■ Task to complete:
Retype the data that follows line by line, exactly, and leave its pictures out.

(Referring expression pointing data)
----------------
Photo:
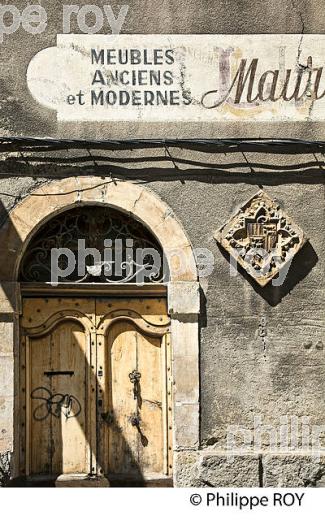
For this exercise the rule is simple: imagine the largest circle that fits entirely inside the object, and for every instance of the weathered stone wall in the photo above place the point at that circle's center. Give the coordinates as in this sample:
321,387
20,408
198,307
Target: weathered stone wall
244,373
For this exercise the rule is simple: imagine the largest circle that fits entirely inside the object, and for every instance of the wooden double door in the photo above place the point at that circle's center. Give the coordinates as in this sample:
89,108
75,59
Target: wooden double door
96,388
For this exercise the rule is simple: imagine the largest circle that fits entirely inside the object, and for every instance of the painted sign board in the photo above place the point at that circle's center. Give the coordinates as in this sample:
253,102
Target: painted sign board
178,78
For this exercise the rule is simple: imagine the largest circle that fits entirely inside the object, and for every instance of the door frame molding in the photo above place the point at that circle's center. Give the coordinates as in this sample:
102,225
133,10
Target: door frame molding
183,294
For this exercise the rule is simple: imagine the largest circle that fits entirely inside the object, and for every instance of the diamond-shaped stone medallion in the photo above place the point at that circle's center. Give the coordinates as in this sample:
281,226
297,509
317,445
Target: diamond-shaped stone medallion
261,238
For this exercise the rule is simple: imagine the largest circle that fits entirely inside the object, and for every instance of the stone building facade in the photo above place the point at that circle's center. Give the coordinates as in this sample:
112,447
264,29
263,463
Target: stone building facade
246,354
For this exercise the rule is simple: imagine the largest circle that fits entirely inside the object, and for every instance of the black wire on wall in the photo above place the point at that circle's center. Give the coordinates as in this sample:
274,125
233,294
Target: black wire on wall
12,144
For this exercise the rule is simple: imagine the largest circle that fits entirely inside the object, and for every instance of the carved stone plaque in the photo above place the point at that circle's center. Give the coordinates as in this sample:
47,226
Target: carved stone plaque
261,238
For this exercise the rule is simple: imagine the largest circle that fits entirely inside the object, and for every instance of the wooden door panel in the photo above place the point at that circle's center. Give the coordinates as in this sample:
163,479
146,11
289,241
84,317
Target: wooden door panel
151,412
79,355
59,377
121,359
132,338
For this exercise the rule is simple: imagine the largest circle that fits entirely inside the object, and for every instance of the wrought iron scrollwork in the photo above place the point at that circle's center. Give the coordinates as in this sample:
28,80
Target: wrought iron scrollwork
115,236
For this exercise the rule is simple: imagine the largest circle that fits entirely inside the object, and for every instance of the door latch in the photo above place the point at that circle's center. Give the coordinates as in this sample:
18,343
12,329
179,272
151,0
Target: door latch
135,420
108,417
135,377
----------------
■ Written solution:
Photo:
For this exercise the rule is simple: imagine the largest circle that fits entirely inside the object, and for every instance of the weathered stone wall in the photo above place the point at that circle's center. Give the coordinates as in this sample:
321,387
20,408
198,307
Target: weathered stone wall
244,373
For this exercise the rule is simple: imagine the largest circle that fits entirely inside the object, and for every instance of the wooden double door in the photo above place the point at that circle's center. Give the coordinates as in this sample:
89,108
75,59
Target: wooden double door
96,388
For this exercise the rule is simple: imagine the largest circle that fits entirely inside the object, and for every instance of the painted sign board in the photo above place the point at that circle's center. Give the coordinates as in this sample:
253,102
Target: painted sign board
178,78
For this exercise the rule is simple: imagine the largest circle that fits entirely inside the object, and for every instance of the door frame molding in the photo above place the point at that circle's center. Give the coordinates as in this sample:
102,225
133,10
Target: door frame molding
183,294
For this exercise the rule is simple: imagine the largest circle that fits entirely inside the object, and for every instance of the diamond-shaped stone medallion in the photo above place the point at that circle's center. Give the coordinates as in this sample:
281,226
297,509
317,445
Target: diamond-shaped stone medallion
261,238
For this exercise the rule is simple: imagine the largest circle that fits entirely inside the object, and for every instance of the stone building facade in the photo above place the point at that circle's center. Give the coordinates as in this sample:
112,447
264,29
263,463
Target: stone building facade
246,354
For this exercise the rule is simple: imagine the largest circle that fits entirely inside the object, and for every instance of the black wire on wall in the photo above place the point at that circle's center. Give the coordinates as in this sample:
274,125
233,294
Target: black wire on wall
12,144
For this exercise the rule is simple: imagine the largest circle that fits entirely inside the object, and for every instance of the carved stone plaque in the photo above place the point at that circle's center. Give the coordinates as in this sample:
47,226
Target: carved stone plaque
261,238
For this exercise the rule is simple: imagine the largest circle that fits entirely inside the object, and for every instance of the wooden door panel in the photo above place the point at that circle's center. Give the coordinates as in this sample:
163,479
146,11
289,241
84,317
Target: wooden door panel
151,412
79,355
59,377
121,359
132,338
For this exercise the rule is simple: imagine the largest circle that fits entirely inside the object, and for every instance of the wrought iron scrollwork in the photo above place the point at that circle's center. Give the coordinates as in this sample:
28,80
Target: wrought iron scrollwork
115,236
For this exercise the rule is simple: imagine the largest circle that fits entirely inside the object, and for every instance of the door latch in the photo above place the point at that circle's center. Give the coordinates as in this sample:
18,343
12,329
179,272
151,0
Target: door latch
135,420
108,417
135,377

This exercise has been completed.